● TASK BRIEF: Everything from the line containing "In the picture above, where can the dark" through the line containing "In the picture above, where can the young" should be repeated exactly, and nothing else from the data.

● DATA SHOWN:
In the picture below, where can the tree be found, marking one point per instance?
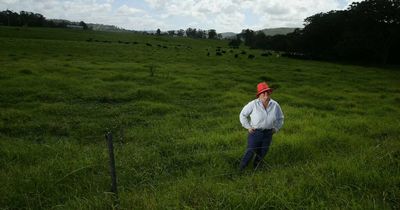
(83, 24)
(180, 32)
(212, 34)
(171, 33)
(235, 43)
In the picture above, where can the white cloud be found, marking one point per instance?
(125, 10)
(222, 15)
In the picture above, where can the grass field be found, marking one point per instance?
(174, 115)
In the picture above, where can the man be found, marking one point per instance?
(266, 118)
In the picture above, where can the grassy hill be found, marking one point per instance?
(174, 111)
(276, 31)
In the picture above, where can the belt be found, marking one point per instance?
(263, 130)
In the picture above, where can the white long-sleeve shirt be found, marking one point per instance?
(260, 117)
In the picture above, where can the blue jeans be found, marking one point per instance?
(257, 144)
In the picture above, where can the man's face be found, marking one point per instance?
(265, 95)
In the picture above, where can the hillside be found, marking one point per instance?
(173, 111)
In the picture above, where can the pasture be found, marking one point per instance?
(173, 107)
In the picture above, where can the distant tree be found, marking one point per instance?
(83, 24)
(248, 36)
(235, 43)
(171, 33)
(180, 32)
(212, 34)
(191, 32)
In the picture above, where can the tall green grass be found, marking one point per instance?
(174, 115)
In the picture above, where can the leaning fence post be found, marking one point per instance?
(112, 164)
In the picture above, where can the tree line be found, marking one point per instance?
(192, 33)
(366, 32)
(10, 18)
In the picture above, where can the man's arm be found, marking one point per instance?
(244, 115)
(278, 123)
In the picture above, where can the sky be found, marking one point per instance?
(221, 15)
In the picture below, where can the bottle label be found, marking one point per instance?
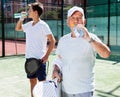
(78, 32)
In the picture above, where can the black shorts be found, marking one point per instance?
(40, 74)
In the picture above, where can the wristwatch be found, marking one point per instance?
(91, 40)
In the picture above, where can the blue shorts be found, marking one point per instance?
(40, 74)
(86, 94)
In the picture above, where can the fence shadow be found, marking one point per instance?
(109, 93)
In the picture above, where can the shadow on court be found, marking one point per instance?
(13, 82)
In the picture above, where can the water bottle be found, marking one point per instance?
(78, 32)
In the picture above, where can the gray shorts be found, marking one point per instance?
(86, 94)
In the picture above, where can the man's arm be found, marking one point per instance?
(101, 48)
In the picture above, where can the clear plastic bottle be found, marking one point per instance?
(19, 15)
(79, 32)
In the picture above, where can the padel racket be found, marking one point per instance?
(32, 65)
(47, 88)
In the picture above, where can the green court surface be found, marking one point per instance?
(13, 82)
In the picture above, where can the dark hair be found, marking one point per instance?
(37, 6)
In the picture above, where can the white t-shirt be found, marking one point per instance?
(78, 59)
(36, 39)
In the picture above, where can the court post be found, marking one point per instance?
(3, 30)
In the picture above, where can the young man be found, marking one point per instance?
==
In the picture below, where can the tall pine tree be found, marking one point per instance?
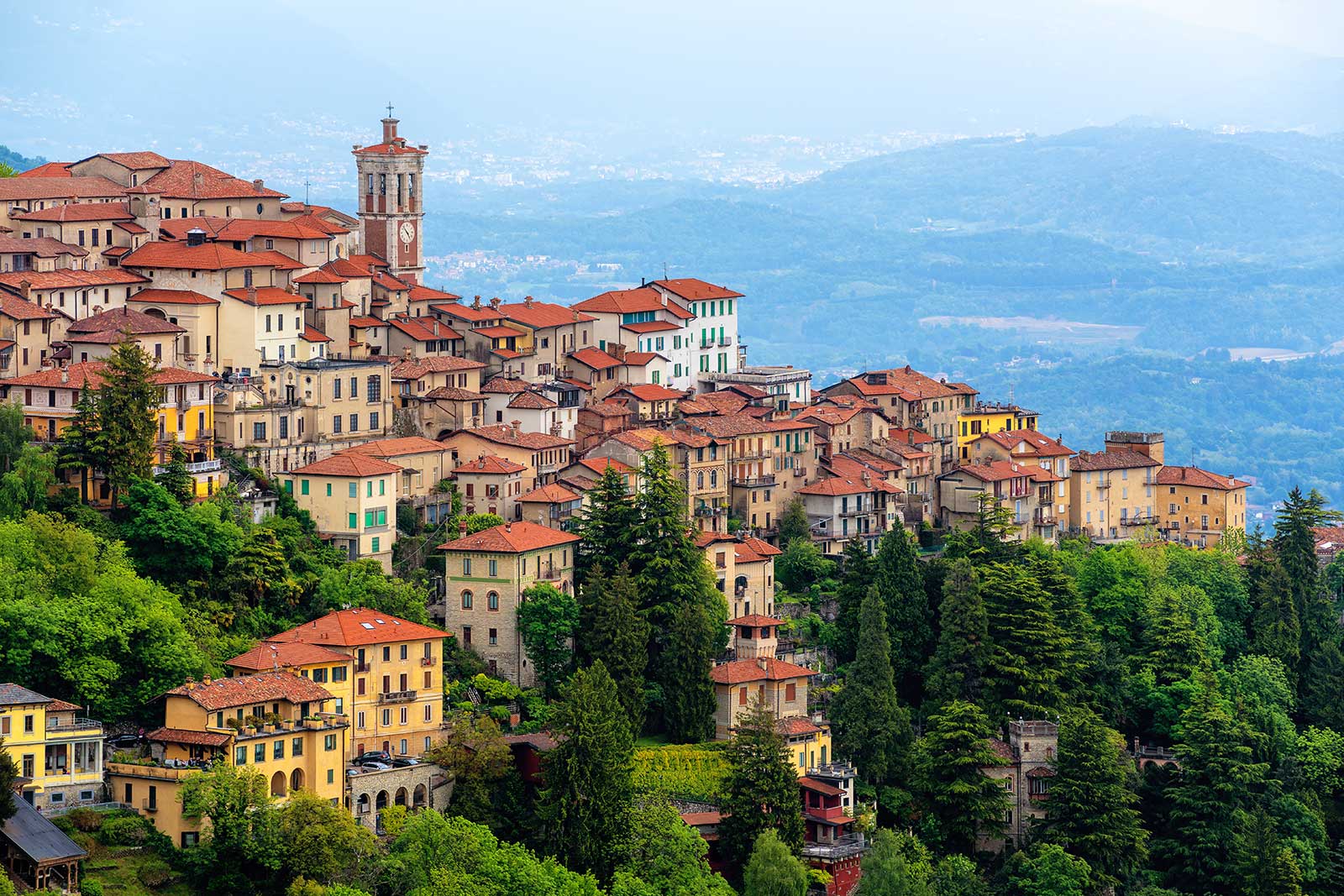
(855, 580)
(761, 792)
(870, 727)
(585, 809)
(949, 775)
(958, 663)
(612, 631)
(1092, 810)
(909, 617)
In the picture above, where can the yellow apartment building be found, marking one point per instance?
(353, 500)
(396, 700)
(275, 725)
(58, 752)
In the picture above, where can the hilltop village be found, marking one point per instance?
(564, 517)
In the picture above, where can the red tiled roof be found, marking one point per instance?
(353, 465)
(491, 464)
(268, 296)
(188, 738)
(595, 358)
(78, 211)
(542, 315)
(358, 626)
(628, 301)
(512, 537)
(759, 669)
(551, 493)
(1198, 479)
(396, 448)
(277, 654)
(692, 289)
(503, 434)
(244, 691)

● TASK OUTPUT:
In the picture above, where can the dark hair be found, marking one point per instance?
(37, 6)
In the picture above, where can the white t-shirt be found, marking one point per instance?
(78, 59)
(36, 39)
In the picture above, where can the court post be found, marking one point per instance?
(3, 30)
In the picture above, where can the young man be found, marking one point per instance?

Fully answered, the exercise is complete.